• [Exercise materials]:
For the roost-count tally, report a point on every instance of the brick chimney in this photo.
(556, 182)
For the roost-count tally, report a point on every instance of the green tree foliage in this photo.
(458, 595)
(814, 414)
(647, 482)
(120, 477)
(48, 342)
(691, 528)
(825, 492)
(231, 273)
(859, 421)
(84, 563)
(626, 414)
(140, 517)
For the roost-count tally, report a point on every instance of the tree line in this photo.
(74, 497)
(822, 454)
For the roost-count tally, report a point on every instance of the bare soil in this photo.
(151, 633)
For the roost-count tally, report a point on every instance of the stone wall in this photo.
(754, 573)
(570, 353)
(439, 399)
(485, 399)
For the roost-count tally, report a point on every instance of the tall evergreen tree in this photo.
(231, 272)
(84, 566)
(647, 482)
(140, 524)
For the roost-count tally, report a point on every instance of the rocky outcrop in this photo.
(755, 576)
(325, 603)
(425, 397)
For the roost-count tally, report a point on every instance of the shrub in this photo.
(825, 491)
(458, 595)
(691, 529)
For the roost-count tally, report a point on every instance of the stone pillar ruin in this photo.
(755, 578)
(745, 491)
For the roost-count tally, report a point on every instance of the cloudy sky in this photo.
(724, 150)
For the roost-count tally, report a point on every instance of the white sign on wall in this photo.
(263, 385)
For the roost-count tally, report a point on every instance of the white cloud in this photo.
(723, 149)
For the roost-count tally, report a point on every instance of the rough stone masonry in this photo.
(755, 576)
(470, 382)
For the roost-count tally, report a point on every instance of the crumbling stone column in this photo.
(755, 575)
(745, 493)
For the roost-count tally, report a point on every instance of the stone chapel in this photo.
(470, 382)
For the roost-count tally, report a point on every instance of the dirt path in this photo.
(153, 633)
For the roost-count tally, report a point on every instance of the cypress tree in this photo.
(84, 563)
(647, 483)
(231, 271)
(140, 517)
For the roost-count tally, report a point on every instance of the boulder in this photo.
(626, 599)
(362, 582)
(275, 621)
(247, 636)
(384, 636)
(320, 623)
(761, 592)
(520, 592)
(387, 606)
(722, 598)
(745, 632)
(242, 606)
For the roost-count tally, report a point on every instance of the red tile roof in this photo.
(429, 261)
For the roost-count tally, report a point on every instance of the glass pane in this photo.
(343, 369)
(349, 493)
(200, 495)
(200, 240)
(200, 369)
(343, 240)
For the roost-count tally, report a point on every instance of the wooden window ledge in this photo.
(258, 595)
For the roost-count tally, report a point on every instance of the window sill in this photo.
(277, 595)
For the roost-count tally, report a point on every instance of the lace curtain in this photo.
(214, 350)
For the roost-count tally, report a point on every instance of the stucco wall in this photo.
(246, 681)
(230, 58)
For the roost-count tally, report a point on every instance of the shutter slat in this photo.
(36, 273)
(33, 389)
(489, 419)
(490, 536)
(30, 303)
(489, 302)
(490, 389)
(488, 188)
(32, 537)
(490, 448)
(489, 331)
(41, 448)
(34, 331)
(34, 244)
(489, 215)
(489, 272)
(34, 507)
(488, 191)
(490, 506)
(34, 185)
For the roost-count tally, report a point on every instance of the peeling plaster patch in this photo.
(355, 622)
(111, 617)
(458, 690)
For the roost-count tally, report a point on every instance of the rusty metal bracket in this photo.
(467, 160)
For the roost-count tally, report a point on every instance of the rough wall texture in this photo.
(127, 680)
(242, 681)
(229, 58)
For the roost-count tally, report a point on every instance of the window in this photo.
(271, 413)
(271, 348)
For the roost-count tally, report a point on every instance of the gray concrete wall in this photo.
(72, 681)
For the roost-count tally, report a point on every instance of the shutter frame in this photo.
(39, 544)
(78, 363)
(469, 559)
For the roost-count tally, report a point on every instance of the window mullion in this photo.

• [Task to carry out]: Quote exactly the line containing "boulder in this photo." and every later line through the end of the listing, and no other lines.

• [Reply to the task]:
For the roost-count tally, report a point on every instance of the boulder in this photo.
(626, 599)
(362, 582)
(275, 621)
(247, 636)
(384, 636)
(320, 623)
(761, 592)
(520, 592)
(387, 606)
(722, 598)
(745, 632)
(242, 606)
For the roost-count tally, report a point on every instance of the red tile roof in this photo.
(429, 261)
For the roost-count tally, report a point on every instance of the glass pane in this photo.
(343, 369)
(349, 493)
(200, 495)
(200, 240)
(200, 369)
(343, 240)
For the roost-count tally, report a point on every instance of the wooden window ledge in this photo.
(258, 595)
For the roost-count tally, report a point on every instance of the window sill in this photo.
(277, 595)
For the roost-count tally, report a point on every instance of the lace curtain in this photo.
(214, 350)
For the roost-count tally, report a point on every instance of the stucco wall in this photo.
(246, 681)
(230, 58)
For the roost-count tally, report a point on every instance of the shutter slat in this photo.
(36, 273)
(33, 389)
(489, 419)
(490, 536)
(30, 303)
(489, 302)
(490, 389)
(488, 188)
(32, 537)
(490, 448)
(489, 331)
(41, 448)
(34, 331)
(34, 244)
(489, 215)
(489, 272)
(34, 507)
(488, 191)
(490, 506)
(34, 185)
For the roost-count tally, report a point on every instance of the peeling plaster patch in this photo.
(355, 622)
(111, 617)
(458, 690)
For the roost-count tally, report a point on every instance of the rusty metal bracket in this photo.
(467, 160)
For the roost-count tally, report a point on every instance of the rough wall texture in this photo.
(127, 680)
(242, 681)
(229, 58)
For the roost-count tally, report a point on every instance of the window in this photo.
(271, 413)
(271, 348)
For the roost-count tally, report a point on every instance of the gray concrete wall in this photo.
(72, 681)
For the roost-count tally, report a point on every instance of the shutter frame in this photo.
(39, 544)
(78, 363)
(469, 559)
For the roost-count tally, report a point on every instance of the window mullion in this photo.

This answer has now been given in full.